● **BRIEF**
Your task is to count the lines of the records that contain "barrier". Answer with the number and nothing else.

(INFORMATION)

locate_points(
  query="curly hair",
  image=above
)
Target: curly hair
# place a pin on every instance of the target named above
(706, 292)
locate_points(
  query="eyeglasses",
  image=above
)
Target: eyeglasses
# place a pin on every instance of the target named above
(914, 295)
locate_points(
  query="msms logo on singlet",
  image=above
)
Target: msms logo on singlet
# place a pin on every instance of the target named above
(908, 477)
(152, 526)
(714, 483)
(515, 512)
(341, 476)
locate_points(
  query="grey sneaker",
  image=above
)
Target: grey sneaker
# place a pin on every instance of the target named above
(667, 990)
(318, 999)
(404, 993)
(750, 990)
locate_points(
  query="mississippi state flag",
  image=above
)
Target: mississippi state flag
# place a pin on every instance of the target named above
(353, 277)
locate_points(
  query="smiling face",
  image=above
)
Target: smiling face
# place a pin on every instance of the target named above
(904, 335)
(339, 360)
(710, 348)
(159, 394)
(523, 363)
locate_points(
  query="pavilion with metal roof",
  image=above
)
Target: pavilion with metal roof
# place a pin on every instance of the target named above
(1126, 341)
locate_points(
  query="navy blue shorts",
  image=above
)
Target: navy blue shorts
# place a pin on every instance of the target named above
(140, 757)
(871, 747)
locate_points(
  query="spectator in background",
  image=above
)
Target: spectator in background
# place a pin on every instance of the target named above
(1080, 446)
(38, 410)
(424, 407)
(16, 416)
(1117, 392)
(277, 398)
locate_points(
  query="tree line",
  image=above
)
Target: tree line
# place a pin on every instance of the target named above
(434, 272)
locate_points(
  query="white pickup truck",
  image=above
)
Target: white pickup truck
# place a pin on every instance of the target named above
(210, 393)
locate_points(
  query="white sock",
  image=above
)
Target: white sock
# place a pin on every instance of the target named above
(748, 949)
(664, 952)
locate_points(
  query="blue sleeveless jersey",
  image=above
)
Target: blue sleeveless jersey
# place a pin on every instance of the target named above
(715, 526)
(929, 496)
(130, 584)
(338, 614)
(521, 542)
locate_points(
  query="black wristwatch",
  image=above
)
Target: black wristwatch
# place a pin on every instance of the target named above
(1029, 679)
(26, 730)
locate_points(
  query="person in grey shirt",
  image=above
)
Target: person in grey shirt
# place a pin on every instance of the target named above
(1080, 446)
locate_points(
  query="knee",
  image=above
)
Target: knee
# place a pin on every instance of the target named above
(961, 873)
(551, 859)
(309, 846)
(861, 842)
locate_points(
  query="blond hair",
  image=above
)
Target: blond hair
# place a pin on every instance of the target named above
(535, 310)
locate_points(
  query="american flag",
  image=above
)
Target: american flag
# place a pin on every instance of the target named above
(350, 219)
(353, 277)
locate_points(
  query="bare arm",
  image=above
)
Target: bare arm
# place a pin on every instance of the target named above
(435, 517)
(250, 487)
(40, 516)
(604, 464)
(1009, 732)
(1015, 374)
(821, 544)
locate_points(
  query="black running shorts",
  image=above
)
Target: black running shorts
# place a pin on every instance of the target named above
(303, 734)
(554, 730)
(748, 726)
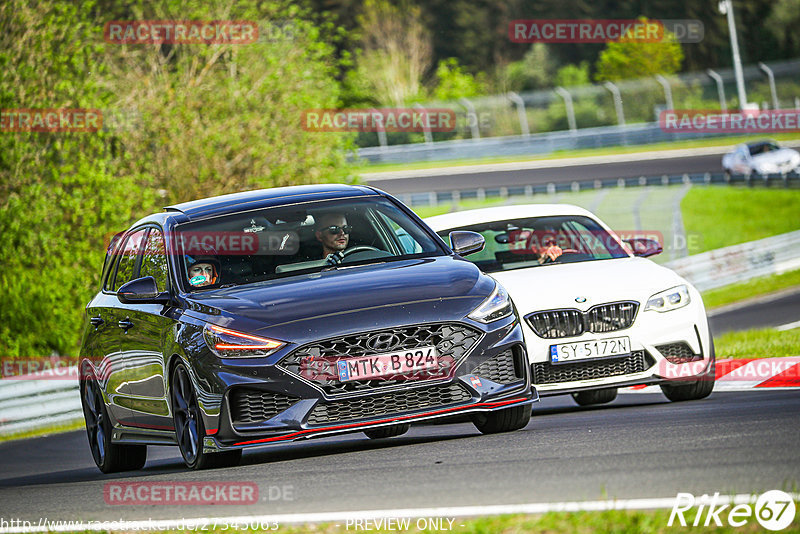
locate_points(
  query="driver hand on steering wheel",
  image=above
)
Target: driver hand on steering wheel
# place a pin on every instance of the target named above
(549, 251)
(333, 232)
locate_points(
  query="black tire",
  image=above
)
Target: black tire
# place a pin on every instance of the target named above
(595, 396)
(109, 457)
(387, 431)
(506, 420)
(189, 427)
(696, 390)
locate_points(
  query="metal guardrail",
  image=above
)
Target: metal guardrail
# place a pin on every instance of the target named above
(433, 198)
(29, 403)
(737, 263)
(533, 144)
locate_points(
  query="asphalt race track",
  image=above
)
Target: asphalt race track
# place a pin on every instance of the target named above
(579, 173)
(639, 446)
(609, 167)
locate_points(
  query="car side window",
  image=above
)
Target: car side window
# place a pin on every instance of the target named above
(130, 253)
(154, 260)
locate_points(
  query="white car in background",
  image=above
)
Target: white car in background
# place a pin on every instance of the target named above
(761, 157)
(596, 316)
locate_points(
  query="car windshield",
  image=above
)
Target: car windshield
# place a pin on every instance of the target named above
(260, 245)
(521, 243)
(761, 148)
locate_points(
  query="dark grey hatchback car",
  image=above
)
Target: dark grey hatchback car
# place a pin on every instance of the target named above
(275, 315)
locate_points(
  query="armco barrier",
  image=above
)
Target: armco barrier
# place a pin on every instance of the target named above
(28, 404)
(533, 144)
(737, 263)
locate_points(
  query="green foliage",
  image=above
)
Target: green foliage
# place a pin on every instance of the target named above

(End INFORMATION)

● **ANSWER AREA**
2